Given entries START
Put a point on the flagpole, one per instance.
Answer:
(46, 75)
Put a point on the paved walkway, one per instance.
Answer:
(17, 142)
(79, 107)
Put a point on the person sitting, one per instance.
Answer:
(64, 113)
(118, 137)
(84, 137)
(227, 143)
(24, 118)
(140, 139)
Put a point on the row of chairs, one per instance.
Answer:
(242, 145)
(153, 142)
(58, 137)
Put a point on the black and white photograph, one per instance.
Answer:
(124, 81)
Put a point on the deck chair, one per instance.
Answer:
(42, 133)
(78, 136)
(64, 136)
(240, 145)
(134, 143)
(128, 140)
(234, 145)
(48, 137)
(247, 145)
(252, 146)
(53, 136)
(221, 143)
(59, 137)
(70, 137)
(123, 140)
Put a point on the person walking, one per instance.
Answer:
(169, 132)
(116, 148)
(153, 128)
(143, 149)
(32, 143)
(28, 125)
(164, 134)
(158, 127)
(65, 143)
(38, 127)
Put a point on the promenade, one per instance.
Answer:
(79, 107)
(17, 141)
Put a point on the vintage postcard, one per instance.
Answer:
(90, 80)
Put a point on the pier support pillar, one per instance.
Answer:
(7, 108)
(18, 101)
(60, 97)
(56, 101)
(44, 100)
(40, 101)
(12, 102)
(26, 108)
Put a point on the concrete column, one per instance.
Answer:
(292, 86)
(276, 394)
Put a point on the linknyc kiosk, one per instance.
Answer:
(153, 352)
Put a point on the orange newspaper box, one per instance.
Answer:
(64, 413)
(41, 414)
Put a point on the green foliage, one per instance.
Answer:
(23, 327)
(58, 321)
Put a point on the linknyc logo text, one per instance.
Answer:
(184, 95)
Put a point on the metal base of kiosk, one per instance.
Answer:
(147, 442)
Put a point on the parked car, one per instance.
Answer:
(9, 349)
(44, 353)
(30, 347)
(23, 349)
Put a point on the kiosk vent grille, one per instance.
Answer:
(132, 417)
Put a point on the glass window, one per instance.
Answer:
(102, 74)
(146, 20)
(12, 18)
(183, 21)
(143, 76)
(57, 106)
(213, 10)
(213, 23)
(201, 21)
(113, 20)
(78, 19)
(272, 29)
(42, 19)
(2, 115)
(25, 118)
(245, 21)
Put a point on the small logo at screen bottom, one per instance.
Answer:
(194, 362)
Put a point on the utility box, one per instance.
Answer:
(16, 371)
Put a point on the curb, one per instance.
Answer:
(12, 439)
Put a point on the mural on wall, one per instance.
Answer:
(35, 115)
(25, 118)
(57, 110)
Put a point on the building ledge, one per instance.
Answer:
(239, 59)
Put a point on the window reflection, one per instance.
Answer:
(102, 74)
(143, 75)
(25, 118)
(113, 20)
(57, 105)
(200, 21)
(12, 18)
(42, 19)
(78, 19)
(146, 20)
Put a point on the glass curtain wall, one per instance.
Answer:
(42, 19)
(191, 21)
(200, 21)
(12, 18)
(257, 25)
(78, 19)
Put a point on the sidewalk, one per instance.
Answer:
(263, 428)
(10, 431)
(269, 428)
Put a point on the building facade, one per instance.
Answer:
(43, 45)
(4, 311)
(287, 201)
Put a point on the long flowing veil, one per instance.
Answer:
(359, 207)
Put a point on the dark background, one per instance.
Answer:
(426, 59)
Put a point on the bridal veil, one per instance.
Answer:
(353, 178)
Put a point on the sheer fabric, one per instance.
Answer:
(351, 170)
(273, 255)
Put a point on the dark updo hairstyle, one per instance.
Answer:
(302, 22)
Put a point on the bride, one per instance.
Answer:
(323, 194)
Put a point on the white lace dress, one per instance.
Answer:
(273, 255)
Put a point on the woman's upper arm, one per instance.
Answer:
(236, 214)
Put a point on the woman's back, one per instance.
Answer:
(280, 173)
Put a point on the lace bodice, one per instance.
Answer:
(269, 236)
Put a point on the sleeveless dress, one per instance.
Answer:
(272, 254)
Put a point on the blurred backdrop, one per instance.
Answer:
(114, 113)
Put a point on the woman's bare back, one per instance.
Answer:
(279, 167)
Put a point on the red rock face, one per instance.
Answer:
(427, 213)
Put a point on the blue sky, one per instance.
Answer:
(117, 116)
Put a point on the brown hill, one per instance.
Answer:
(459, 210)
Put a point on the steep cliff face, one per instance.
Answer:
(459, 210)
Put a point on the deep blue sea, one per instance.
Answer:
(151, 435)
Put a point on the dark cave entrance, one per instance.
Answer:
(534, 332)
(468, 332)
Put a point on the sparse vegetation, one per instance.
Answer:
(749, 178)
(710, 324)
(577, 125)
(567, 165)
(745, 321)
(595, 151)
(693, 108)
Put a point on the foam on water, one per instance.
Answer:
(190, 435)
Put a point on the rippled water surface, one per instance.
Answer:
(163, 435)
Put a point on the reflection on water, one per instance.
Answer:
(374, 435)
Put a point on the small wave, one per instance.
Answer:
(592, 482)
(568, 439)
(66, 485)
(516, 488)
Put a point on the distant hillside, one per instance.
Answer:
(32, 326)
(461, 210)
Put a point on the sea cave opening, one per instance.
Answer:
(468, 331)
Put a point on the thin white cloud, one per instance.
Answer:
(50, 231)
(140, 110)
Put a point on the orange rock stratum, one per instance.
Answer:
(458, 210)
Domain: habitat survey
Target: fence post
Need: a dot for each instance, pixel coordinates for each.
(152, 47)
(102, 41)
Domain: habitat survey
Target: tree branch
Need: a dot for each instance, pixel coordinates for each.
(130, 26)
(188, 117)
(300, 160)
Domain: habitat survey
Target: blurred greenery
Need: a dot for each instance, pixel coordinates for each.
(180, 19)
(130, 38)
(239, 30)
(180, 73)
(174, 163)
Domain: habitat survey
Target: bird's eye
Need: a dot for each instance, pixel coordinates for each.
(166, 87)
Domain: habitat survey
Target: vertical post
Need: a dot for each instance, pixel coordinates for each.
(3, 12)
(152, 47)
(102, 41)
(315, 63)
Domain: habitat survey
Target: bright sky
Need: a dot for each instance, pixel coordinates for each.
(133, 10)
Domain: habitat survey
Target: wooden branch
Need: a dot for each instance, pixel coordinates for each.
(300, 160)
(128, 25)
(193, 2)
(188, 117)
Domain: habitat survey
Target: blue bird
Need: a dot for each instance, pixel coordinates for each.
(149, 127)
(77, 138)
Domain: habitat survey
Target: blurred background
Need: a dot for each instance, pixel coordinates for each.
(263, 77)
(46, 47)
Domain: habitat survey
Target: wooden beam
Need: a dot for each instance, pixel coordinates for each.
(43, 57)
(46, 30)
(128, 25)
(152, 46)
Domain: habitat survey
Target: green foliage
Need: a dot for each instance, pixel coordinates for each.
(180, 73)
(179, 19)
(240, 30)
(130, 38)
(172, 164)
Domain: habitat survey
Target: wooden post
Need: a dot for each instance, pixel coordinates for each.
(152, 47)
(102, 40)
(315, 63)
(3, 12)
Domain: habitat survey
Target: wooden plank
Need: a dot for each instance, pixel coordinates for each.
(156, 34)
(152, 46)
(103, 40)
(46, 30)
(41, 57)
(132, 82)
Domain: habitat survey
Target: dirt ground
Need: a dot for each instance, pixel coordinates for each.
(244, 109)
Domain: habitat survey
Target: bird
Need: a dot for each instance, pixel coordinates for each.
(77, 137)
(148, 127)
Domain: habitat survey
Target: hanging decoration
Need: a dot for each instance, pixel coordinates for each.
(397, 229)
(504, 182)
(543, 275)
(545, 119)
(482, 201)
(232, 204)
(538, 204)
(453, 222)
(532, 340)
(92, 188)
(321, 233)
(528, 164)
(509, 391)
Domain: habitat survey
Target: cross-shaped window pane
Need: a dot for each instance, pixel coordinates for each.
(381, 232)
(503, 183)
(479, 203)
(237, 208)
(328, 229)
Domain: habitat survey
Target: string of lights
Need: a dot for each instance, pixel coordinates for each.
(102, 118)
Given entries END
§ **Assigned task**: Report every line of the records that contains the word "window".

§ **Task result**:
Put a point on the glass window, one per instance.
Put a point on the window reflection, one per instance.
Target: cross-shaped window pane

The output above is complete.